● Article
Mame Bineta Sane (born 3 February 2000), also known as Mama Sané, is a Senegalese actress. She is best known for the role as 'Ada' in the supernatural romantic drama film Atlantics.

Personal life
She grew up in Thiaroye, a suburb of Dakar, Senegal. She did not receive a regular education from school. She started to work as an apprentice tailor in Thiaroye.

Career
She has not acted in any kind of drama before when she was selected for the lead role in 2019 film Atlantics directed by Mati Diop as her first feature film. Sane didn't really attend school either when Diop invite her to play the role. In the film, Sane played the lead role 'Ada', who is haunted by her lover, Souleiman, along with a boatload of other young men, is lost at sea.

● Goal 1
According to the biography of Mame Bineta Sane, what work did she start doing in Thiaroye?
● Goal 2
Write the next part of the biography of Mame Bineta Sane, starting after its final sentence.

● Source excerpt

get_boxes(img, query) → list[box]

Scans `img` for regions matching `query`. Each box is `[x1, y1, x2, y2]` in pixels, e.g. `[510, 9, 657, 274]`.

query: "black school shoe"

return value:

● Expected output 1
She worked as an apprentice tailor.

● Expected output 2
The film had its premier in the capital of Dakar before its release in Senegal. The film had mainly positive reviews from critics and screened at several film festivals. The film later won the Grand Prix Award at the 2019 Cannes Film Festival. For her role, Sane later received a César nomination for Most Promising Actress in the 2020 César awards and was also nominated for the Lumières Award for Most Promising Actress in the 2020 Lumières awards and for the Black Reel Award for Female Outstanding Breakthrough Performance in the Black Reel Awards of 2020.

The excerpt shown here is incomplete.